# Text extract

# # # #

Hope this helps. —Stephen (Talk) 01:32, 20 February 2016 (UTC)
It very much does, thank you. Some of it contradicts to some degree what I've read elsewhere, but I agree that I'd probably be better off learning a more exotic language. I'd been considering picking up Japanese, Mandarin, Arabic, or a couple of those, and I just might think more seriously about doing that sooner, rather than prioritizing all the European languages I want to learn. Andrew Sheedy (talk) 05:37, 20 February 2016 (UTC)
Sorry for barging in on your discussion so unceremoniously, but I would very much like to make known that in my hay days I did do a wee bit of translation and what I had unswathed in the process hereof was a still-born, malformed baby in the middle of a wolf-haunted, tenebrous wald screaming at the top of its lungsː whereof one doth not understand thereof one should not translate, and then I woke up in a cold sweat. These are the words to live by if you are a translator (straight out of the mouth of babes). And also just to reiterate the point made by Stephen earlier, it is, I have found, ofttimes the case that one should come in direct contact with some dialectal, poorly written or extremely complex form of the language which is to be translated from and in such cases it is of paramount importance that one understand the target language very well for otherwise a faithful translation is out of the question, but on the other hand, and it is all too true, when you have a non-native speaker translate some extremely complex text, full of run-on sentences and such, from his native language into his second language you must needs be sure that a large part of the complexity of the original text will be lost in translation. In conclusion, it's a lose-lose situation any-road, lest one be ambilingual. So my point in plat and plain English is that it is very important to at least have a near native understanding of the language from which you intend to translate. You don't have to be able to speak it perfectly, but you do need to be able to understand it almost as well as a native speak would. Mountebank1 (talk) 20:57, 24 February 2016 (UTC)
Another looky-loo, here: 1) I've been on a documentary kick lately and I'm imagining your story in that format (to great effect). How cool would that be in a documentary about Wiktionary admins? Plus why you contribute, etc. Anyway, 2) So I just applied for a Masters program in translation studies in Barcelona. I live in Madrid this year and I'm trying to take advantage of that to do everything I can in Spanish. But last night as I was reading a book I had this conversation in mind and really focused on everything I didn't understand and why. It was mostly vocabulary, but also some weird grammatical structures and even typos I'm now taking note of. So I just wanted you to know about how you've already helped and to ask if you have any more general advice for someone else whose mind is set on becoming a translator? Ultimateria (talk) 17:49, 25 February 2016 (UTC)

# # # #

# Given instruction A
Based on the translation discussion, does each statement agree with the text? Answer yes or no for each, quoting the words that decide it. (i) Andrew Sheedy had been thinking about learning Japanese, Mandarin, or Arabic. (ii) Mountebank1 says a translator must be able to speak the source language perfectly. (iii) Ultimateria lives in Barcelona this year.
# Given instruction B
Pick up the translation discussion after its final post and continue it.
The records are separate material, unrelated to the translation discussion.

[Labeling and segmentation records]

# # # #

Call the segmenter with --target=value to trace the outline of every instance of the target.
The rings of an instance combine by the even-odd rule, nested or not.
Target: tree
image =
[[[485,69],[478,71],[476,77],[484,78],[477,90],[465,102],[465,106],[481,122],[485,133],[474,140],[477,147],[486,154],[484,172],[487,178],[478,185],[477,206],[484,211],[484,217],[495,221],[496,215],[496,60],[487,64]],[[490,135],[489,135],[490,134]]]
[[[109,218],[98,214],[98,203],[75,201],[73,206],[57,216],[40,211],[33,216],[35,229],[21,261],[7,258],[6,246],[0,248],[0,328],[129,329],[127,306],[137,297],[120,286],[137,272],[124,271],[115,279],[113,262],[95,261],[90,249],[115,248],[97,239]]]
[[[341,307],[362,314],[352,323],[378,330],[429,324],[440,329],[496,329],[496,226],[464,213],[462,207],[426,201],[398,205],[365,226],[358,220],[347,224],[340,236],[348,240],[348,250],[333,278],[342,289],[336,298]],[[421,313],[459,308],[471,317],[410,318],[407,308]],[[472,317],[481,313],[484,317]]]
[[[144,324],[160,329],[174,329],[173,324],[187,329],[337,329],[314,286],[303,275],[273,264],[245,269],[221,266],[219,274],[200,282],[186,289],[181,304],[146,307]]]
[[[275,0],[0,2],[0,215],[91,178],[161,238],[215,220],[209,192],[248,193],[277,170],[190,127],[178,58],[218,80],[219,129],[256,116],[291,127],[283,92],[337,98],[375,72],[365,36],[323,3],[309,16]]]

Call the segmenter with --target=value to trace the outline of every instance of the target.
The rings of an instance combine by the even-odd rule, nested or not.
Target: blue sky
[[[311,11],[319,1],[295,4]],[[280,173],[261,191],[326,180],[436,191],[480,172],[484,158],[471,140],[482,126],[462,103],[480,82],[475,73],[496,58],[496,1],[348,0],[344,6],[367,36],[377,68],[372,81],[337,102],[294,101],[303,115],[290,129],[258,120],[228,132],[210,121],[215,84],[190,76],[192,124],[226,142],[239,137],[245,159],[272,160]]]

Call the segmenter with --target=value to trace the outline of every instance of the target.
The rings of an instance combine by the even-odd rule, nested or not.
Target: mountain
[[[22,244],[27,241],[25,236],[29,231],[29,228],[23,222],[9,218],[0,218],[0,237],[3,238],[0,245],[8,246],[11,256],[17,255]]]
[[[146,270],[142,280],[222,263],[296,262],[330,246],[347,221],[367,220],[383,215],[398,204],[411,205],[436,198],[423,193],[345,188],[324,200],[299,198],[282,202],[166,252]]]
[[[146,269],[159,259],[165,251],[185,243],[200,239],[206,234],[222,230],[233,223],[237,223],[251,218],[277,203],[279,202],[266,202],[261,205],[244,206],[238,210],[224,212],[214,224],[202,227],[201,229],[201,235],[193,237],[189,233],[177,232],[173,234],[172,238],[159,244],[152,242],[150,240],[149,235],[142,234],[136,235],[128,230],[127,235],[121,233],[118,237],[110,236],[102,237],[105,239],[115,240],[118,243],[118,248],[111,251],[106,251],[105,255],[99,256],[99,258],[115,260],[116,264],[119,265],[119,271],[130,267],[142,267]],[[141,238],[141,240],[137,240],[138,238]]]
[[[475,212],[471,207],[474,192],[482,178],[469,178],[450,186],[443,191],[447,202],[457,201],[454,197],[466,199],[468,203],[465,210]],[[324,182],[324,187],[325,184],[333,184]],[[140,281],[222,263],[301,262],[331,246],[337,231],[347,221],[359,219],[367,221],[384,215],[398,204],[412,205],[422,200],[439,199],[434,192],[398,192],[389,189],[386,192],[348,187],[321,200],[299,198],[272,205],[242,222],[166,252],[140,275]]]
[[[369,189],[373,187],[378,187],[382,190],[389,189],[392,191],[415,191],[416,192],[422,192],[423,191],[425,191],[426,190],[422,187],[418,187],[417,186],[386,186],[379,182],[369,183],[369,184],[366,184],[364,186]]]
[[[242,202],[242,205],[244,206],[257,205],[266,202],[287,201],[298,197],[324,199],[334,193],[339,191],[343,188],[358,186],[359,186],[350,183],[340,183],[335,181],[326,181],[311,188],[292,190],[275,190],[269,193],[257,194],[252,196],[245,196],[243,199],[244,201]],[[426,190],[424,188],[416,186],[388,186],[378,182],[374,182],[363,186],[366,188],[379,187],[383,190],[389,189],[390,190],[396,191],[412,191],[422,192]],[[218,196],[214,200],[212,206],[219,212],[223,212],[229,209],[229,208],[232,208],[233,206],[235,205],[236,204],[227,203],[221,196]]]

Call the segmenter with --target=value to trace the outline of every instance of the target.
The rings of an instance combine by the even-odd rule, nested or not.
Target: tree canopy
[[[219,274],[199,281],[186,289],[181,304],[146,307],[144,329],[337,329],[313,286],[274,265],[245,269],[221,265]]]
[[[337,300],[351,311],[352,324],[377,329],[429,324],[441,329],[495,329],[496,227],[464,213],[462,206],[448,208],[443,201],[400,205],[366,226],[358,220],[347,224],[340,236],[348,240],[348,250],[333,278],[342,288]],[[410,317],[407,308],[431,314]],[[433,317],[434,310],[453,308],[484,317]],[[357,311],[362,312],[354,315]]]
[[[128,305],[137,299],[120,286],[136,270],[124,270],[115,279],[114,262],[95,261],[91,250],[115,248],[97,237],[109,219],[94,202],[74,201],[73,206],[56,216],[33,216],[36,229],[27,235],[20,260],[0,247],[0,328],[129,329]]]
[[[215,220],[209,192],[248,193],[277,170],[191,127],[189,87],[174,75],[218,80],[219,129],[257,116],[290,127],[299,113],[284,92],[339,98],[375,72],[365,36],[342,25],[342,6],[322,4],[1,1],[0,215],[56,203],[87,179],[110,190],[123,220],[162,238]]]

# # # #

# Reply A
(i) Yes: "I'd been considering picking up Japanese, Mandarin, Arabic, or a couple of those"
(ii) No: "You don't have to be able to speak it perfectly"
(iii) No: "I live in Madrid this year"

# Reply B
A lot of my advice in this matter is likely to be out of date, because there have been big changes in the past 20 years since the advent of the internet. But another thing that might be useful to some: a friend of mine from Czechoslovakia wanted to translate Japanese, and when he looked into the matter, he realized that he needed to forget about the Czech language and become fluent in a different language: English. There simply is no work from Japanese into Czech. He began studying Japanese in a Czech university, and when he graduated, he moved to the UK and then to the U.S. to learn English. When his English was good enough, he moved to Japan to learn advanced Japanese, especially written Japanese. At some point, I forget when, he also studied patent documents, concentrating on the language style and format used in Japanese and English patents. He also married a Japanese wife. When he felt ready, he went into business translating Japanese patents into English, and he is one of very few translators who can do it. He makes a lot of money this way, and does nothing but Japanese patents into English.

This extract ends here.